节选段落:
_ _ _ _ _

用java实现一个简单的自动添加标签demo

1. 处理文件

对文件进行读取,将文件以块为单位进行划分

package AutoAddLabel;

import java.io.BufferedReader;
import java.io.FileReader;
import java.io.IOException;
import java.nio.file.Path;
import java.util.ArrayList;
import java.util.List;

public class Util {
	private static final String PATH = "...";

	public static List<String> Blocks(String fileName) throws IOException {
		List<String> blocks = new ArrayList<String>(); // 存放所有的string块
		StringBuilder block = new StringBuilder(); // 存放当前所读取的string块
		BufferedReader in = new BufferedReader(new FileReader(fileName));// 读取文件
		String temp; // 存放当前所读取的行
		while ((temp = in.readLine()) != null) {
			if (temp.length() > 0) { // 如果所读取的行不是空行,则代表这个一个块中的内容
				block.append(temp);
			} else { // 这个块中的内容已经读取完毕,将它放入到列表中
				blocks.add(block.toString().trim());
				block.delete(0, block.length()); // 将block清空,以备下一个块使用
			}
		}
		blocks.add(block.toString().trim()); // 读到文件结尾处跳出循环,此时需要将剩余的block添加到文件中
		in.close();
		return blocks;
	}
}

2. 添加标签模块

这个模块主要是对一个文本块进行整体处理,根据条件的不同添加不同的标签

package AutoAddLabel;

import java.io.IOException;
import java.lang.reflect.Method;
import java.util.regex.Matcher;

public class Handlers extends Handler{
	public void start_document() {
		System.out.print("<html><head><title>...</title></head><body>");
	}
	public void end_document() {
		System.out.print("</body></html>");
	}
	
	public void start_paragraph() {
		System.out.print("<p>");
	}
	public void end_paragraph() {
		System.out.print("</p>");
	}
	
	public void start_heading() {
		System.out.print("<h2>");
	}
	public void end_heading() {
		System.out.print("</h2>");
	}
	
	public void start_list() {
		System.out.print("<ul>");
	}
	public void end_list() {
		System.out.print("</ul>");
	}
	
	public void start_listitem() {
		System.out.print("<li>");
	}
	public void end_listitem() {
		System.out.print("</li>");
	}
	
	public void start_title() {
		System.out.print("<h1>");
	}
	public void end_title() {
		System.out.print("</h1>");
	}
	
	public void feed(String data) {
		System.out.print(data);
	}
}

class Handler{
	public boolean callback(String prefix,String name) throws Exception{
		Method method = getClass().getDeclaredMethod(prefix+name);
		if(method==null)

_ _ _ _ _

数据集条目
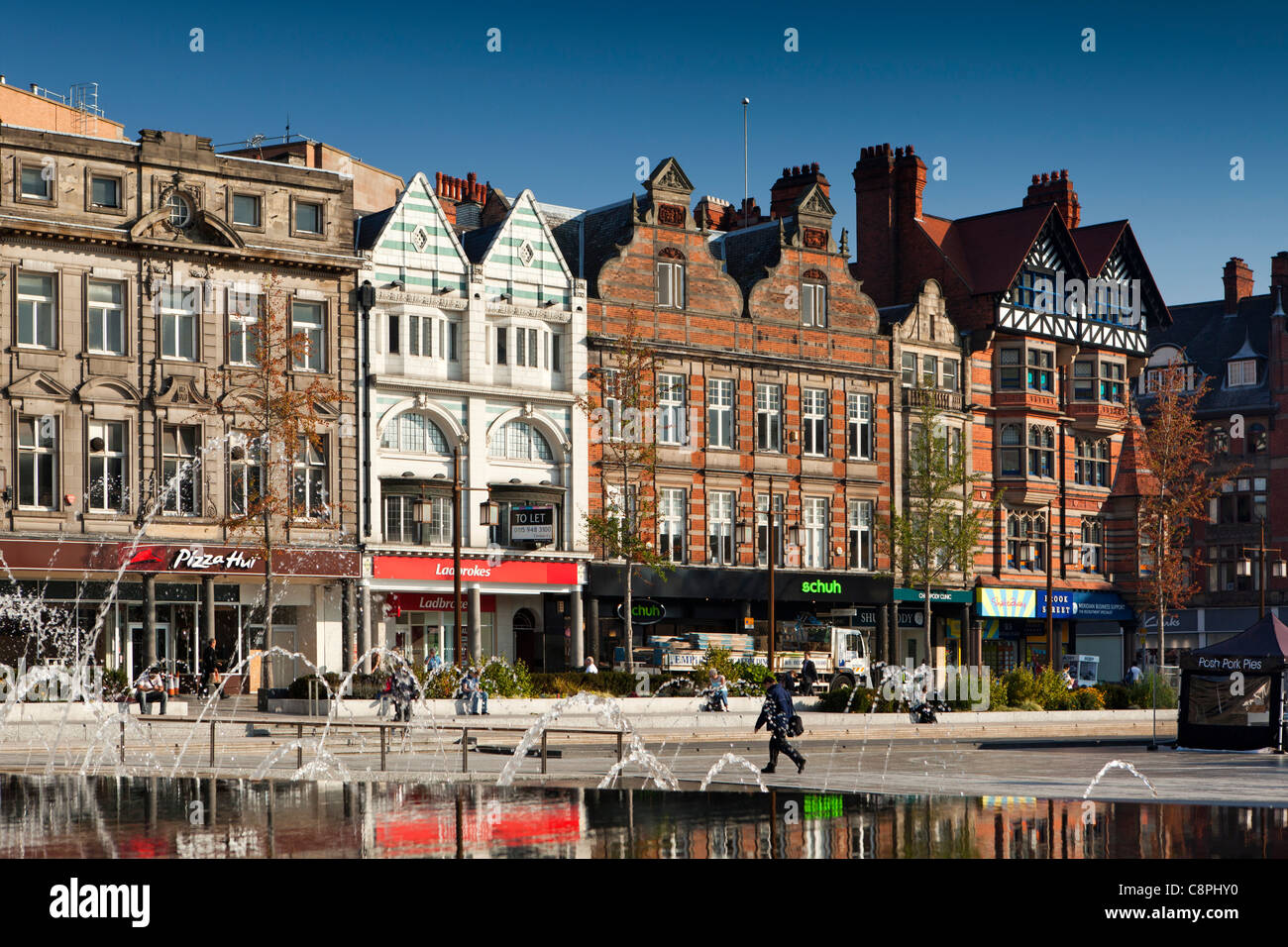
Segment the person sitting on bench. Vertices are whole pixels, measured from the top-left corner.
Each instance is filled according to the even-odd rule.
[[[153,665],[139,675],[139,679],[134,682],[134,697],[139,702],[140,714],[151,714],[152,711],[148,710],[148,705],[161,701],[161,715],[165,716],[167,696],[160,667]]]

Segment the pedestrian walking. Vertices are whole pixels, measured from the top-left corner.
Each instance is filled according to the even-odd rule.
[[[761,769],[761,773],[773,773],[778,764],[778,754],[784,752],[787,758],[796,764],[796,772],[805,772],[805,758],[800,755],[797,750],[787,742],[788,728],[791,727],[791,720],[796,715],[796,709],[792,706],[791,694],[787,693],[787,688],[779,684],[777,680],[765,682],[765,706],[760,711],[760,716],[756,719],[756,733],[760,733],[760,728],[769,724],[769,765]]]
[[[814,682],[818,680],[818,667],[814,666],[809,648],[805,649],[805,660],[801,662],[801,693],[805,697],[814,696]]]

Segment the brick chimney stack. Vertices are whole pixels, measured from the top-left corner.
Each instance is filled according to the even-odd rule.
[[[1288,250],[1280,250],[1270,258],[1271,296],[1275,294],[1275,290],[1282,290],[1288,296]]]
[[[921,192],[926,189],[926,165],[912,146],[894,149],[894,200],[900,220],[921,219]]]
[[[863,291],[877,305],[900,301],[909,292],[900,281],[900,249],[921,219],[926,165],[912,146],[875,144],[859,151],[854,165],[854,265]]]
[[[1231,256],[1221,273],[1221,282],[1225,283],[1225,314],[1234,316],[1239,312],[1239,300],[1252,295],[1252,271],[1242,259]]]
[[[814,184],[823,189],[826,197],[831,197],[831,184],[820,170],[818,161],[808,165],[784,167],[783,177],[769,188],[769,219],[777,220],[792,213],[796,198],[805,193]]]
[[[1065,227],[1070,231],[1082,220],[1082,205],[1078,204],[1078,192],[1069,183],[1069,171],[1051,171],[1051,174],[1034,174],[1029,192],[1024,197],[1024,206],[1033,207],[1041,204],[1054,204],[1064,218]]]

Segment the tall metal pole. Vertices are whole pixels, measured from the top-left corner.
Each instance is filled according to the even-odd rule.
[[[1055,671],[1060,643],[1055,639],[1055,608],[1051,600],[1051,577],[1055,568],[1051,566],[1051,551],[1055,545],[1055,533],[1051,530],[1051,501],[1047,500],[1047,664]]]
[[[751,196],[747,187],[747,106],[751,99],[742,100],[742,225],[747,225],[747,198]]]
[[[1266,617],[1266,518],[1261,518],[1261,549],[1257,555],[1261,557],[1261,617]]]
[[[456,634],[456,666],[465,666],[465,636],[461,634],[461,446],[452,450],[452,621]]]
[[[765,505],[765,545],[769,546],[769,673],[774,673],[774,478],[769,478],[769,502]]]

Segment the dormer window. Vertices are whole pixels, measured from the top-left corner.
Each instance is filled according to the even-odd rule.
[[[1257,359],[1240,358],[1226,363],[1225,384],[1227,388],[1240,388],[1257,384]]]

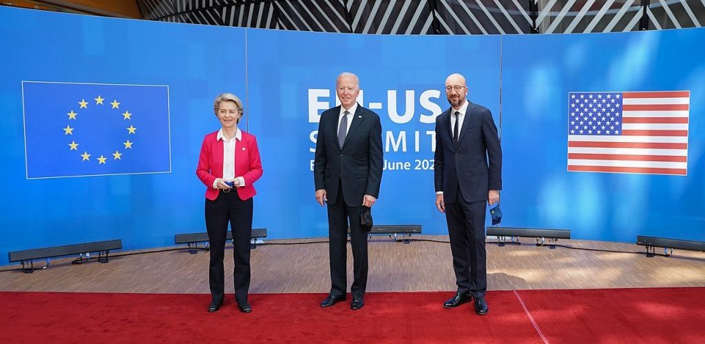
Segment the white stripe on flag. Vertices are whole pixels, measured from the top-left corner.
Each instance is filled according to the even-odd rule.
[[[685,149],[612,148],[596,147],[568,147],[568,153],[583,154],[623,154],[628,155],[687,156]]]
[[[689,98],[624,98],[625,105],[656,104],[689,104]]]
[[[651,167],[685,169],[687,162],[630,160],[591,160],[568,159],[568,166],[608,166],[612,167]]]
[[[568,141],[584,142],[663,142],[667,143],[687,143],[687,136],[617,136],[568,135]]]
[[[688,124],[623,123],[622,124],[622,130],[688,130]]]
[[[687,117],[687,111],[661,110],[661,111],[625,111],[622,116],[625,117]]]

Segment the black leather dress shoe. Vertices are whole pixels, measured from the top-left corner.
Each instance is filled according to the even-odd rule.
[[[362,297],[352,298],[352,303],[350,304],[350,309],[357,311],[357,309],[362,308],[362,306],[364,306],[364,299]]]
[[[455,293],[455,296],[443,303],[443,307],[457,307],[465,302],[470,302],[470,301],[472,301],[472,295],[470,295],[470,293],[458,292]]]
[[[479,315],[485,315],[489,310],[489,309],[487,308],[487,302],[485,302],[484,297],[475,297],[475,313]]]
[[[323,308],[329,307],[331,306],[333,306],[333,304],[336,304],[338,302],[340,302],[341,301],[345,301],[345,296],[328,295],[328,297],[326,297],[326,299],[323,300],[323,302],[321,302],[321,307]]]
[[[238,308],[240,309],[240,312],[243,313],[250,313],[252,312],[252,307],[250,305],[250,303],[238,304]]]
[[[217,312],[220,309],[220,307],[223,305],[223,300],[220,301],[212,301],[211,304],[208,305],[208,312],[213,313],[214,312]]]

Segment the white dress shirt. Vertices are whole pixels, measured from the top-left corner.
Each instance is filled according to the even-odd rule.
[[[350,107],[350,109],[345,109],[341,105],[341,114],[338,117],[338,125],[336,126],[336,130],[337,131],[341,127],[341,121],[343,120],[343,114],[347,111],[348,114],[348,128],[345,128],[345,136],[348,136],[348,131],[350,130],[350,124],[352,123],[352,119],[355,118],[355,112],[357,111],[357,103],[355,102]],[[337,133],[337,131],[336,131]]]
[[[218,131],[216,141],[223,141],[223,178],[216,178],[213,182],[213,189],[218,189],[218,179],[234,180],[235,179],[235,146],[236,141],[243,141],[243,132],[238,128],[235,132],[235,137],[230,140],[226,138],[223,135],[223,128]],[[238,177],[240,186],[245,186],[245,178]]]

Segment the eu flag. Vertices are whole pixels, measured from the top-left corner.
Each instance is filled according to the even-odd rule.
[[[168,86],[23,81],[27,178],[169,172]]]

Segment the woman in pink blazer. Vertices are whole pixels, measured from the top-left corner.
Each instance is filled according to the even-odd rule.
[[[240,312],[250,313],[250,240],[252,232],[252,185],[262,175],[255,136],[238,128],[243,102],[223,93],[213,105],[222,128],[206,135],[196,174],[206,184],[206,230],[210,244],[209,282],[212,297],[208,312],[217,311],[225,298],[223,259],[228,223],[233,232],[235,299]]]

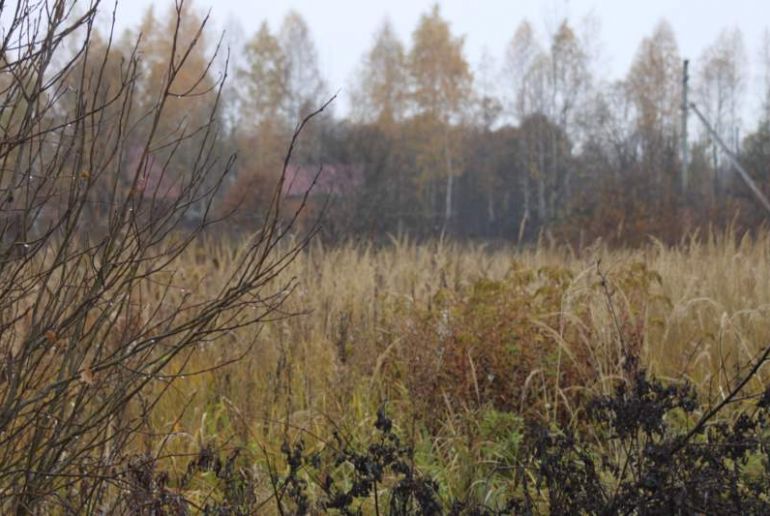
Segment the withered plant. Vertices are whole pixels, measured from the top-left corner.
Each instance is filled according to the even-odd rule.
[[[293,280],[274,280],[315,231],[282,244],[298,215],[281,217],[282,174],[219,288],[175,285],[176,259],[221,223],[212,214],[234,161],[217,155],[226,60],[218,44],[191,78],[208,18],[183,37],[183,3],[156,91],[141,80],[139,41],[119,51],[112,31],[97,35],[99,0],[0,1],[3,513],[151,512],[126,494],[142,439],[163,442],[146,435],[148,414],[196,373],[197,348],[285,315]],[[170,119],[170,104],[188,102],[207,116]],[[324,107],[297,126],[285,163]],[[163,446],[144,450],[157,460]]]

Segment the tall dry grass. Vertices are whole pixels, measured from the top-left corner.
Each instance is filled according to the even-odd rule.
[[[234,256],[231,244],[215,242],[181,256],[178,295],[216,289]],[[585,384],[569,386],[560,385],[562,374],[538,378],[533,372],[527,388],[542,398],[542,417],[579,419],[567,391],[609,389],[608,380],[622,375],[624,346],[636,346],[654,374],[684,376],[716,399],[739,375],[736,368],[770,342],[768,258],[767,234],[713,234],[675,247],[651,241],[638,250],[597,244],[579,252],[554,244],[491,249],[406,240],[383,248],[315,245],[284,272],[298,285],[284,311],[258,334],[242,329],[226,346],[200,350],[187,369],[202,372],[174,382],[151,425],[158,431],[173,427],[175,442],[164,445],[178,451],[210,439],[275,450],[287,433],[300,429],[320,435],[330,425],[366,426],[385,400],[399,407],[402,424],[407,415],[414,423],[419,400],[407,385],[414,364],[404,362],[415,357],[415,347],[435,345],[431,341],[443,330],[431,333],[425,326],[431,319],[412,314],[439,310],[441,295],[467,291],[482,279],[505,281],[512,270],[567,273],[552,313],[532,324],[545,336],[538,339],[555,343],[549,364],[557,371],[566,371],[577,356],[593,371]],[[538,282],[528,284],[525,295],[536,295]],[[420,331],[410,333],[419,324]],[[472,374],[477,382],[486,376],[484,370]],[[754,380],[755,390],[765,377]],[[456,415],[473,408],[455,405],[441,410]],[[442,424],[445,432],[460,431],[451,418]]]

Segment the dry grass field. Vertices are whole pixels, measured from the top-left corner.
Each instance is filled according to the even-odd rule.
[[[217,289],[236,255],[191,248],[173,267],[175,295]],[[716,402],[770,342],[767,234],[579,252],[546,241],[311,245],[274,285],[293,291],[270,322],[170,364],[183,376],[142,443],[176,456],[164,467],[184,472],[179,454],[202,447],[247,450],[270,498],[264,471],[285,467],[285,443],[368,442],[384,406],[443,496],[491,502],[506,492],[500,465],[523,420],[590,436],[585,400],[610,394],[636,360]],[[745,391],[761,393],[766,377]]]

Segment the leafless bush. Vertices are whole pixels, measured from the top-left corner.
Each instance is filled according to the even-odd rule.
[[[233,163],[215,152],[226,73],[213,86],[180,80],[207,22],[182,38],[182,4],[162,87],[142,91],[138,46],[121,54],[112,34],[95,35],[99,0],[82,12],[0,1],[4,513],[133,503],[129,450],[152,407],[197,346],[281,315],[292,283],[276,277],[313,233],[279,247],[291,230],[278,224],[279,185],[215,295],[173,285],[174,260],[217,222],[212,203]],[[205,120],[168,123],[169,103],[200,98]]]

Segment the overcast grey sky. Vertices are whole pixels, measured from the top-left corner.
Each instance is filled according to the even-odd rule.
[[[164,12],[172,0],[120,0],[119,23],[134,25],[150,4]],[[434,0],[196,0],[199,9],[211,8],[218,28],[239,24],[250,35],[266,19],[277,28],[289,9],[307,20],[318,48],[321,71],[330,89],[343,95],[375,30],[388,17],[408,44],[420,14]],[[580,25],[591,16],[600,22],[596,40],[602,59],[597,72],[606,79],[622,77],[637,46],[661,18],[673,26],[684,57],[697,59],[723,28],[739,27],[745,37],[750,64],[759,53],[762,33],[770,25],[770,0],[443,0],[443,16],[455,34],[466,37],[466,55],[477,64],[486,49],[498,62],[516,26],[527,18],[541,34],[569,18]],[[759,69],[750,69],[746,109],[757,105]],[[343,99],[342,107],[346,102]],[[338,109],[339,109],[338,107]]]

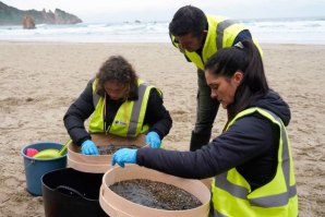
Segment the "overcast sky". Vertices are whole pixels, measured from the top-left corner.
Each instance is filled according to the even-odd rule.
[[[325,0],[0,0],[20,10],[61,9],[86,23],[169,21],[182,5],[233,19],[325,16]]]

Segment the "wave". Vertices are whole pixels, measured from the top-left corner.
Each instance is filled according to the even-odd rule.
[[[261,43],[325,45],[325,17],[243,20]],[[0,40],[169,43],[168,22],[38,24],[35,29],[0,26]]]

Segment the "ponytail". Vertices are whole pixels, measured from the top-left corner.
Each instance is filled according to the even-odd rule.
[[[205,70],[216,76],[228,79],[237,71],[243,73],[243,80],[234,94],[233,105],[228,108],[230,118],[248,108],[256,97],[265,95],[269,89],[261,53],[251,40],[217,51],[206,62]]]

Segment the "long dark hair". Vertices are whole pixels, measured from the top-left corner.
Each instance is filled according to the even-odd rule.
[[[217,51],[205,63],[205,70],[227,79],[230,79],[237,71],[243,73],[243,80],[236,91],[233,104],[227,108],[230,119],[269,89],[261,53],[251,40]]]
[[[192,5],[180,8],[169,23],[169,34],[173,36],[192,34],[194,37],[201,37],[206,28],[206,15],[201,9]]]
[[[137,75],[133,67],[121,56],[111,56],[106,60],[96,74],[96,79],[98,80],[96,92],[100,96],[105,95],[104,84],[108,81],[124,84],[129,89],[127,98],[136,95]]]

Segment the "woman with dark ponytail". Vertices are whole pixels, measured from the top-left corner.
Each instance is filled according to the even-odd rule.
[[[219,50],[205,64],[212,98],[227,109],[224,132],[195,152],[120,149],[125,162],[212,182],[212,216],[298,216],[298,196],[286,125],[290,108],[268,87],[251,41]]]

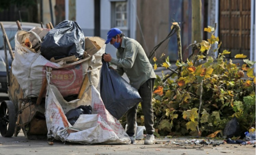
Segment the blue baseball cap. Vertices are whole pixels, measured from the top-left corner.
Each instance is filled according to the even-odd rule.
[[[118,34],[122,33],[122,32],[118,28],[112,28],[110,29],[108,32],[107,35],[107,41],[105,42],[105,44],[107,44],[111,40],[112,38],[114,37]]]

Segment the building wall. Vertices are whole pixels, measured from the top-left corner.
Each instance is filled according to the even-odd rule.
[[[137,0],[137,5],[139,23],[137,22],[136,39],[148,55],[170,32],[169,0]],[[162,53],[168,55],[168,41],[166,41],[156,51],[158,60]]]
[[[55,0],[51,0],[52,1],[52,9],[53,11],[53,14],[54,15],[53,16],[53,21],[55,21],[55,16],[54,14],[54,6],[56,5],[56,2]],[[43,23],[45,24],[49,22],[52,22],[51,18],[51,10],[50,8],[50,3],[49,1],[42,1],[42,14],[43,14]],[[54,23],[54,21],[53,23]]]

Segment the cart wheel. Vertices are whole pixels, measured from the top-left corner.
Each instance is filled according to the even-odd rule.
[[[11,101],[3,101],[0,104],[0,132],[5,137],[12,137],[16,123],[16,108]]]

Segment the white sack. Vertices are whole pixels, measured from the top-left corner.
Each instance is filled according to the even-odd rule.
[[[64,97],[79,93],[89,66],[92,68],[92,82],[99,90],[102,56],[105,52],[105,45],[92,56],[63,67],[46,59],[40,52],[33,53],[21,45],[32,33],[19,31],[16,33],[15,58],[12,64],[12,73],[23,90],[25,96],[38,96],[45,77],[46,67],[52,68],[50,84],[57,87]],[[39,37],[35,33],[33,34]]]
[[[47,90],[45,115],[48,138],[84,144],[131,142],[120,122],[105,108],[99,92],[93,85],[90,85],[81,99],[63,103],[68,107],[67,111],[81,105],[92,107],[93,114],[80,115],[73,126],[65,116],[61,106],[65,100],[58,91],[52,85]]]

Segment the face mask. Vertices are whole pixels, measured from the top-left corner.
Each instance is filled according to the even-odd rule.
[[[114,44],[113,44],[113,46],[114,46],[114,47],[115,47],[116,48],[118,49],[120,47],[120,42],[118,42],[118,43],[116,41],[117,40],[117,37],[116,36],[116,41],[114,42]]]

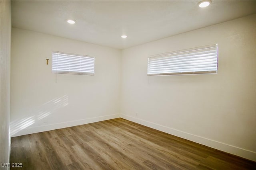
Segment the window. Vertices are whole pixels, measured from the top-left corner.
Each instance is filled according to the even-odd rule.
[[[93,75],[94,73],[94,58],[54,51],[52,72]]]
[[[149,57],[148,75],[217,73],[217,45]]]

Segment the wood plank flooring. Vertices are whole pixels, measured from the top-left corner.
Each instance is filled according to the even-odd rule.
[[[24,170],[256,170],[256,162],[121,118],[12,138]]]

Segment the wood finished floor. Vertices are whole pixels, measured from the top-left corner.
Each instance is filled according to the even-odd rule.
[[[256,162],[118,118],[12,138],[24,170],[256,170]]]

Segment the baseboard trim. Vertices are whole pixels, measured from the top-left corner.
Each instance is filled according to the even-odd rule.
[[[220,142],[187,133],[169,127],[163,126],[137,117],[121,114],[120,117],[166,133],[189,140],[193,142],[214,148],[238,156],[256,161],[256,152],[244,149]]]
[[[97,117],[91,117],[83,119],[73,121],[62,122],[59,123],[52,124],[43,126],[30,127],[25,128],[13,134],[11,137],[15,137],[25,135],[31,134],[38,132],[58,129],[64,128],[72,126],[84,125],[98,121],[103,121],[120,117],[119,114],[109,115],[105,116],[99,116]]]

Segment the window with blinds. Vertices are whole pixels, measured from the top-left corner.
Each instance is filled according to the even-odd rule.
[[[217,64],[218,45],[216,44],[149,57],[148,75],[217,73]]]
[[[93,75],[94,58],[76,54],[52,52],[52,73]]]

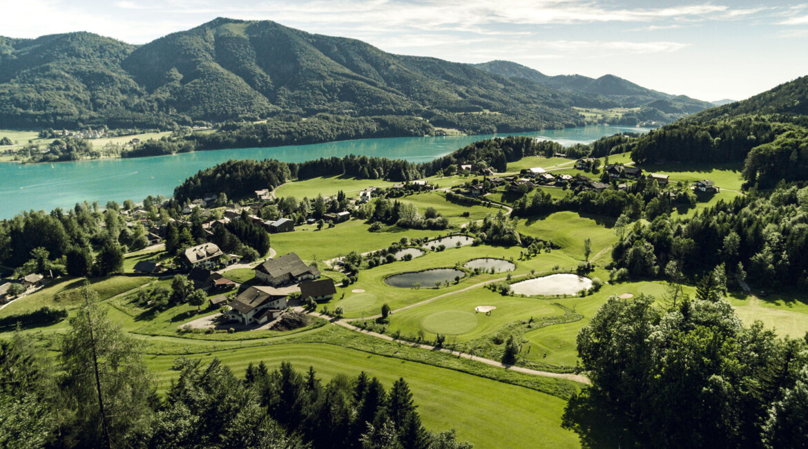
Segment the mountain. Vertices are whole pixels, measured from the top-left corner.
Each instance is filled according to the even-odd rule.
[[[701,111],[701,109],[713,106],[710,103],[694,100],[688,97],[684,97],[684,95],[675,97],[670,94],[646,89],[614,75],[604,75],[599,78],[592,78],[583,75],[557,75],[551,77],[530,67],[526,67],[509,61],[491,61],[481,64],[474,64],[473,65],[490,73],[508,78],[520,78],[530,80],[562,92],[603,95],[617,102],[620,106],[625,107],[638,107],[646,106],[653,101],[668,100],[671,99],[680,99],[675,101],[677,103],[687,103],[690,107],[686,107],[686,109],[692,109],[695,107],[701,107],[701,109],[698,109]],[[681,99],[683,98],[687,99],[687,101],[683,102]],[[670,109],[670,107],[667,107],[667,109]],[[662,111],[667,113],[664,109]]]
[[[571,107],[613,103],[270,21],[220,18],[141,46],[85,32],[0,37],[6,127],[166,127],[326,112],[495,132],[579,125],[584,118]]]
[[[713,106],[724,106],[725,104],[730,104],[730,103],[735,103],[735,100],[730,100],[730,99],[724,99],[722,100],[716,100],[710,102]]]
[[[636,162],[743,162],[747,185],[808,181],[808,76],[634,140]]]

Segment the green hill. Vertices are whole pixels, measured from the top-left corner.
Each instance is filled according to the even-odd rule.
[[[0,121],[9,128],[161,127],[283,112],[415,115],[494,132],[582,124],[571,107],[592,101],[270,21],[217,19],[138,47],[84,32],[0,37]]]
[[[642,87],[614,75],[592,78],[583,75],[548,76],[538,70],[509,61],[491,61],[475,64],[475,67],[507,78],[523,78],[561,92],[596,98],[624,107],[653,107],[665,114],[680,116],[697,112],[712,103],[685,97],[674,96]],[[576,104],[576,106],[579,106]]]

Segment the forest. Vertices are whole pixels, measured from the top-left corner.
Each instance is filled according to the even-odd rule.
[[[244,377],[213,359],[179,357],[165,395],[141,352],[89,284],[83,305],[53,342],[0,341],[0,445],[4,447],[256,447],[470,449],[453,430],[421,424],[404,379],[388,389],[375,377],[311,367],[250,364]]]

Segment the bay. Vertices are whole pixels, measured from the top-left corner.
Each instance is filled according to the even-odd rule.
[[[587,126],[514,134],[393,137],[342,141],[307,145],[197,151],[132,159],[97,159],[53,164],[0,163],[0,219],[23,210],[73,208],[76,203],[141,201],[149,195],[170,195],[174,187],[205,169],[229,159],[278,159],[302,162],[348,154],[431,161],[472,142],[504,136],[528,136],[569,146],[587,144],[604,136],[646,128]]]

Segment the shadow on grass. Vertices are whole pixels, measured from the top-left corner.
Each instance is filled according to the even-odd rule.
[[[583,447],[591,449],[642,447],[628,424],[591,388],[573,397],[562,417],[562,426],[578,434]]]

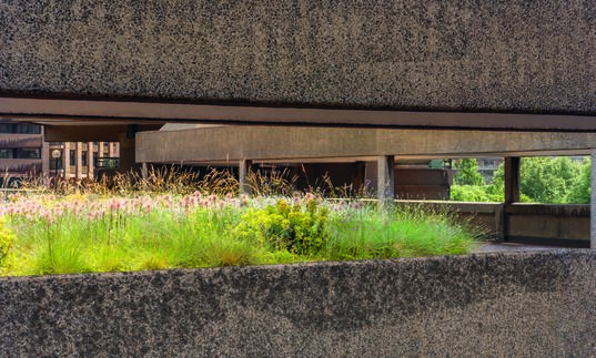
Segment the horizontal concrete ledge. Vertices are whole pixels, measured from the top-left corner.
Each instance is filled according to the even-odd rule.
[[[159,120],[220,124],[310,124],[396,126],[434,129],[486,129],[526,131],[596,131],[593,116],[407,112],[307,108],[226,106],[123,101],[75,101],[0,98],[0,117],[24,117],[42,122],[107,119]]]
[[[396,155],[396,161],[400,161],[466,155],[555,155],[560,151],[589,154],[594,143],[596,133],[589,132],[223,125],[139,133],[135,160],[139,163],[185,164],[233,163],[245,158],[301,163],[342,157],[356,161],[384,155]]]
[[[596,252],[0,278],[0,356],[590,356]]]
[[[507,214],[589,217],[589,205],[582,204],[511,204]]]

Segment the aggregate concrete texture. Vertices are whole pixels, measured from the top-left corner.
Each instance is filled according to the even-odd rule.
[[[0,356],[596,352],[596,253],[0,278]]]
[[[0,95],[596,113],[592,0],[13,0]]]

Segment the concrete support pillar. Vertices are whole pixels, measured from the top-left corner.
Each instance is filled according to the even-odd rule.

_ _ _ _ _

任务要求: 请修改关于Java自动添加标签的节选段落，重写从“public void feed(String”到“if(method==null)”（含首尾）的部分，并把其中的“callback”换成“invoke”。

完成结果:
public void feed(String data) {
		System.out.print(data);
	}
}

class Handler{
	public boolean invoke(String prefix,String name) throws Exception{
		Method method = getClass().getDeclaredMethod(prefix+name);
		if(method==null)